--- BEGIN ---

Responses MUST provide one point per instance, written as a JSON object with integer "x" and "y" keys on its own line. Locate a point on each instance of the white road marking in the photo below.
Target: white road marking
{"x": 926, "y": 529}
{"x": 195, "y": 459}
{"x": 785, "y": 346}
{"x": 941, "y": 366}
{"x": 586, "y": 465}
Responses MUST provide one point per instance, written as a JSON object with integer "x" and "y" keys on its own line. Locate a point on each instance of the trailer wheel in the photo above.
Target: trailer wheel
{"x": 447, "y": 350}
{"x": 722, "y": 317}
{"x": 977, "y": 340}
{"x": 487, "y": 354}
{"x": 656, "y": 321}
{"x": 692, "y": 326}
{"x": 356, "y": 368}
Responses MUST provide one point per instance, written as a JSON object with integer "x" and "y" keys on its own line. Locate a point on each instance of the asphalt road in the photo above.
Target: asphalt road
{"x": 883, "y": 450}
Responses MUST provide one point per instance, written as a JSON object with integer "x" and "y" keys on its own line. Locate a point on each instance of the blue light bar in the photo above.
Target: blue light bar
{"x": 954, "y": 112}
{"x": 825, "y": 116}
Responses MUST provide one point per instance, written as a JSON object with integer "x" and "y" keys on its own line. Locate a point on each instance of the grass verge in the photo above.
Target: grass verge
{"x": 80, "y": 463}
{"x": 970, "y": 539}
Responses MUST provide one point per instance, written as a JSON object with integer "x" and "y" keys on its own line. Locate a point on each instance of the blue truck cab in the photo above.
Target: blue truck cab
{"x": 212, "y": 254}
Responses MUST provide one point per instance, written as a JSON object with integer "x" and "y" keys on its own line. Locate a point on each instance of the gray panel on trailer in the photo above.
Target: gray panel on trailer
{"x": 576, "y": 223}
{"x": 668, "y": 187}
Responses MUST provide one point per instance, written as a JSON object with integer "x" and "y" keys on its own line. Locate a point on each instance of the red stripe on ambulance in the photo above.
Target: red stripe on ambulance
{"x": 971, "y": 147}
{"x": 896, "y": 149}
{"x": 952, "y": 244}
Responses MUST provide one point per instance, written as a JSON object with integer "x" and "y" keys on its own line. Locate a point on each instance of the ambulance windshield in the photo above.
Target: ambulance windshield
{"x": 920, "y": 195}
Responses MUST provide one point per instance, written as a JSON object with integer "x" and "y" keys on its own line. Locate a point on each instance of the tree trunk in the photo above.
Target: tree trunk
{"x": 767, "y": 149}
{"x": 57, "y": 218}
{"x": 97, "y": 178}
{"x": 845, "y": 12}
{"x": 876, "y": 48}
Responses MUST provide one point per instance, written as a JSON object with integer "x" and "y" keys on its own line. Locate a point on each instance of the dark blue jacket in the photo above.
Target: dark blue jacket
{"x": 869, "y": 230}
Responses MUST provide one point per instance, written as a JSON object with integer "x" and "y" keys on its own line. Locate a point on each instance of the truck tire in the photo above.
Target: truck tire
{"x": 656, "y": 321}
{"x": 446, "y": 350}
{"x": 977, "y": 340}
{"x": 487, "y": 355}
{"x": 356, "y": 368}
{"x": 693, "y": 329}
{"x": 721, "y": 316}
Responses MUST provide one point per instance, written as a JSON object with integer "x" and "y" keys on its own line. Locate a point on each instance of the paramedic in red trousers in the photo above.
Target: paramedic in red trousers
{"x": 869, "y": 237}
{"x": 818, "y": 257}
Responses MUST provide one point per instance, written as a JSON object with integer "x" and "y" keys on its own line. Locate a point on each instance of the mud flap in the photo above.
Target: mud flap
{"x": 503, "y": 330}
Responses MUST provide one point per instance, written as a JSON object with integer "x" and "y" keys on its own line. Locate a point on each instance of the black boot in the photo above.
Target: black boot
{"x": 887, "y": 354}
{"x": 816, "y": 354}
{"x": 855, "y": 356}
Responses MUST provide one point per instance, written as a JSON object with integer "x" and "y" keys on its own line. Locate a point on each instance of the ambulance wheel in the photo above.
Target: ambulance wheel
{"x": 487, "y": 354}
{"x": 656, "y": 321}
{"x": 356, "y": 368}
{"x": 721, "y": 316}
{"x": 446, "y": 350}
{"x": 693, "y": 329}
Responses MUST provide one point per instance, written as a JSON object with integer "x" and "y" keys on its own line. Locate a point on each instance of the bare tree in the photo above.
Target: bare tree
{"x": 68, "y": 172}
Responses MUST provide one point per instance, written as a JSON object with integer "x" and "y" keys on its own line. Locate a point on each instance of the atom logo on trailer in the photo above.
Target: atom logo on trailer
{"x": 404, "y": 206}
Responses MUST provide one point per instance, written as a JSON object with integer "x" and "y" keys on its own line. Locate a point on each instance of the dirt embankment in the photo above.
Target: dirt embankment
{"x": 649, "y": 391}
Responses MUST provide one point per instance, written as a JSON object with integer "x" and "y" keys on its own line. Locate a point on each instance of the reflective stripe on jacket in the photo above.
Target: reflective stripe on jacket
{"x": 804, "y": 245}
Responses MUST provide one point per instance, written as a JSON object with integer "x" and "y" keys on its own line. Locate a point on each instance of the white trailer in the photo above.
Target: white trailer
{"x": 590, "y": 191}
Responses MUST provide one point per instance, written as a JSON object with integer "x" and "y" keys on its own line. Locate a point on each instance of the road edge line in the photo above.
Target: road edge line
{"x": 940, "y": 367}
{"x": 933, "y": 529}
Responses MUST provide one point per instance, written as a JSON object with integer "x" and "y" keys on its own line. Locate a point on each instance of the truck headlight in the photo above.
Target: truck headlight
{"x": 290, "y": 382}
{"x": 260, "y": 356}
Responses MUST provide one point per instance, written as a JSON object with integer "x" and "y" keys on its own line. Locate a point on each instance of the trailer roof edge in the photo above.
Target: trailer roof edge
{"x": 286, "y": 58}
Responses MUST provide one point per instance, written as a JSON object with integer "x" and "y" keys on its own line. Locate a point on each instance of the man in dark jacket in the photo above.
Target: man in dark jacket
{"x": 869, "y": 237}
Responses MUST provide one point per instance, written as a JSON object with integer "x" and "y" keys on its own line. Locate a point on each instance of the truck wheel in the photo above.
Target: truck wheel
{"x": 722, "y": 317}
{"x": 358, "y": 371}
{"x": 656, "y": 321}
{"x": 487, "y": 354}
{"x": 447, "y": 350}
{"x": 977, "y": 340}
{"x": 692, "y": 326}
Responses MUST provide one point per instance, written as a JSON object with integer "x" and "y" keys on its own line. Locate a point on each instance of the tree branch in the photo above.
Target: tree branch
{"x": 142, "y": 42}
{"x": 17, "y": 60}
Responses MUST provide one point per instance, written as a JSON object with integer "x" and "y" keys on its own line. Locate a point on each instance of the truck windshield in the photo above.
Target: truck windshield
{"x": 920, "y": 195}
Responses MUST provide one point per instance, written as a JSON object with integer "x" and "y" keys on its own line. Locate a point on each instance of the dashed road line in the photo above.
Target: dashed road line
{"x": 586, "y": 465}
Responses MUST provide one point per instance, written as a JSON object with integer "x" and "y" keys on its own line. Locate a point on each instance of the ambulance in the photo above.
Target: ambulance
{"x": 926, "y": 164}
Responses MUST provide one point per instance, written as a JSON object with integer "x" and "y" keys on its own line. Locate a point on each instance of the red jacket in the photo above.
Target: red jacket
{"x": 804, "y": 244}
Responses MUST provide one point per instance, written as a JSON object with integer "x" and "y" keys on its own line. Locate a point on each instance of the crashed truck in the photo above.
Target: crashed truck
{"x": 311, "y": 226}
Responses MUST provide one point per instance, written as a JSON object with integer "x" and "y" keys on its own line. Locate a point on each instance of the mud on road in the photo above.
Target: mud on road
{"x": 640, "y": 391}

--- END ---

• What needs to be done:
Word for word, restate all of the data shown above.

• Solved problem:
Responses MUST provide one point per instance, written as a JSON object with integer "x" and "y" keys on its own line. Locate a point on each instance of the white road marking in the photo below.
Target: white road marking
{"x": 926, "y": 529}
{"x": 195, "y": 459}
{"x": 785, "y": 346}
{"x": 941, "y": 366}
{"x": 586, "y": 465}
Responses MUST provide one point per instance, written as a JSON object with integer "x" and "y" keys on its own line. Locate a point on each instance of the trailer wheel in the photo above.
Target: trailer wheel
{"x": 447, "y": 350}
{"x": 722, "y": 317}
{"x": 977, "y": 340}
{"x": 487, "y": 354}
{"x": 656, "y": 321}
{"x": 692, "y": 326}
{"x": 356, "y": 368}
Responses MUST provide one point per instance, written as a JSON object with integer "x" and "y" keys on its own line. Locate a point on each instance of the asphalt road in the photo above.
Target: asphalt road
{"x": 883, "y": 450}
Responses MUST provide one point per instance, written as a JSON object with integer "x" and "y" keys on its own line. Locate a point on each instance of the blue light bar in the photo above.
Target: blue light bar
{"x": 954, "y": 112}
{"x": 825, "y": 116}
Responses MUST provide one point per instance, written as a JSON object with integer "x" and "y" keys on its own line. Locate a point on each instance of the grass verge in the photo above.
Target: grass verge
{"x": 80, "y": 463}
{"x": 970, "y": 539}
Responses MUST provide one point per instance, written as a JSON object with integer "x" and "y" keys on its own line. Locate a point on each instance of the blue truck cab in the photo above.
Target: blue truck cab
{"x": 212, "y": 254}
Responses MUST provide one point per instance, written as a JSON object with integer "x" and "y" keys on its own line. Locate a point on each instance of the gray panel on trailer in the photo above.
Target: gray panel on trailer
{"x": 576, "y": 223}
{"x": 668, "y": 187}
Responses MUST provide one point per instance, written as a JSON object with integer "x" and "y" keys on its own line. Locate a point on each instance of the red stripe on ambulance in the photo above.
Target: red stripe on ambulance
{"x": 971, "y": 147}
{"x": 896, "y": 149}
{"x": 952, "y": 244}
Responses MUST provide one point per instance, written as a JSON object with integer "x" and "y" keys on its own line. Locate a point on each instance of the ambulance windshield in the photo above.
Target: ambulance windshield
{"x": 920, "y": 195}
Responses MUST provide one point per instance, written as a JSON object with integer "x" and "y" keys on its own line. Locate a point on each instance of the tree trunk in the photo above.
Target: tree trunk
{"x": 767, "y": 149}
{"x": 57, "y": 218}
{"x": 97, "y": 178}
{"x": 845, "y": 12}
{"x": 876, "y": 48}
Responses MUST provide one point per instance, written as a JSON object with integer "x" and "y" keys on its own line. Locate a point on each instance of the dark blue jacket in the photo above.
Target: dark blue jacket
{"x": 869, "y": 230}
Responses MUST provide one point per instance, written as a JSON object with integer "x" and "y" keys on its own line. Locate a point on each instance of the truck tire in the photo above.
Target: truck tire
{"x": 656, "y": 321}
{"x": 446, "y": 350}
{"x": 977, "y": 340}
{"x": 487, "y": 355}
{"x": 356, "y": 368}
{"x": 693, "y": 329}
{"x": 721, "y": 316}
Responses MUST provide one point per instance, written as a JSON object with integer "x" and "y" keys on its own line. Locate a point on each instance of the paramedic in red trousers in the photo above.
Target: paramedic in red trousers
{"x": 869, "y": 237}
{"x": 818, "y": 257}
Responses MUST provide one point per instance, written as a JSON object with integer "x" and "y" keys on its own line. Locate a point on each instance of the mud flap in the photo above.
Target: mud flap
{"x": 503, "y": 330}
Responses MUST provide one point per instance, written as a JSON object with integer "x" and "y" keys on its own line. Locate a point on each instance of the black boot in the photo above.
Target: black boot
{"x": 887, "y": 354}
{"x": 816, "y": 354}
{"x": 855, "y": 356}
Responses MUST provide one point per instance, written as a JSON object with integer "x" and "y" keys on its own line. Locate a point on each instance of the ambulance wheel in the photo above.
Target: ambulance wheel
{"x": 487, "y": 354}
{"x": 656, "y": 321}
{"x": 356, "y": 368}
{"x": 721, "y": 316}
{"x": 446, "y": 350}
{"x": 693, "y": 329}
Responses MUST provide one point per instance, written as a JSON object with integer "x" and "y" keys on its own line. Locate a point on each instance of the bare tree in the photo above.
Target: bare tree
{"x": 68, "y": 172}
Responses MUST provide one point per instance, written as a JSON object with integer "x" and "y" keys on its own line. Locate a point on each instance of the atom logo on trailer in the photo above.
Target: atom logo on trailer
{"x": 404, "y": 206}
Responses MUST provide one point per instance, written as a JSON object with integer "x" and "y" keys on its own line. Locate a point on each instance of the dirt embankment in the photo above.
Target: dirt embankment
{"x": 649, "y": 391}
Responses MUST provide one point per instance, written as a JSON object with integer "x" and "y" keys on its own line. Locate a point on each instance of the reflective stripe on jacket in the photo above.
Target: reflective stripe on jacket
{"x": 804, "y": 245}
Responses MUST provide one point per instance, written as a JSON object with integer "x" and "y" keys on its own line. Locate a point on each instance of the white trailer in the photo above.
Target: white trailer
{"x": 590, "y": 191}
Responses MUST provide one point per instance, written as a JSON object with integer "x" and "y" keys on its own line. Locate a point on each instance of the road edge line in the photo above.
Target: road edge line
{"x": 940, "y": 367}
{"x": 933, "y": 529}
Responses MUST provide one point per instance, written as a JSON object with integer "x" and "y" keys on its own line. Locate a point on each instance of the truck headlight in the photo above.
Target: truck headlight
{"x": 290, "y": 382}
{"x": 260, "y": 356}
Responses MUST provide one point per instance, written as a JSON object with integer "x" and "y" keys on its own line. Locate a point on each instance of the trailer roof edge in the photo above.
Target: trailer roof edge
{"x": 286, "y": 58}
Responses MUST provide one point per instance, written as a JSON object with integer "x" and "y" keys on its own line. Locate a point on each instance of the man in dark jacket in the photo above.
Target: man in dark jacket
{"x": 869, "y": 237}
Responses MUST provide one point per instance, written as a JSON object with integer "x" and "y" keys on its own line. Locate a point on each instance of the truck wheel in the photo above.
Target: truck wheel
{"x": 722, "y": 317}
{"x": 358, "y": 371}
{"x": 656, "y": 321}
{"x": 487, "y": 354}
{"x": 447, "y": 350}
{"x": 977, "y": 340}
{"x": 692, "y": 326}
Responses MUST provide one point per instance, written as a JSON object with integer "x" and "y" keys on its own line. Locate a point on each instance of the tree branch in the photo above.
Target: tree branch
{"x": 142, "y": 42}
{"x": 17, "y": 60}
Responses MUST provide one point per instance, written as a JSON object with integer "x" and "y" keys on its own line. Locate a point on each instance of the truck windshield in the photo above.
Target: truck windshield
{"x": 920, "y": 195}
Responses MUST provide one point per instance, written as a JSON object with integer "x" and "y" keys on its own line. Locate a point on each instance of the dashed road line in the photo above.
Target: dashed road line
{"x": 586, "y": 465}
Responses MUST provide one point per instance, written as a JSON object with integer "x" and "y" keys on its own line. Locate a point on each instance of the ambulance in the photo above.
Target: ambulance
{"x": 926, "y": 164}
Responses MUST provide one point per instance, written as a JSON object with integer "x" and "y" keys on its own line. Locate a point on each instance of the red jacket in the photo above.
Target: red jacket
{"x": 804, "y": 244}
Responses MUST provide one point per instance, written as a JSON object with integer "x" and "y" keys on its own line. Locate a point on each instance of the crashed truck in the photo above.
Target: crashed truck
{"x": 311, "y": 226}
Responses MUST provide one point per instance, written as a JSON object with integer "x" and "y" keys on its own line. Locate a point on each instance of the mud on road in the photo above.
Target: mud on road
{"x": 640, "y": 391}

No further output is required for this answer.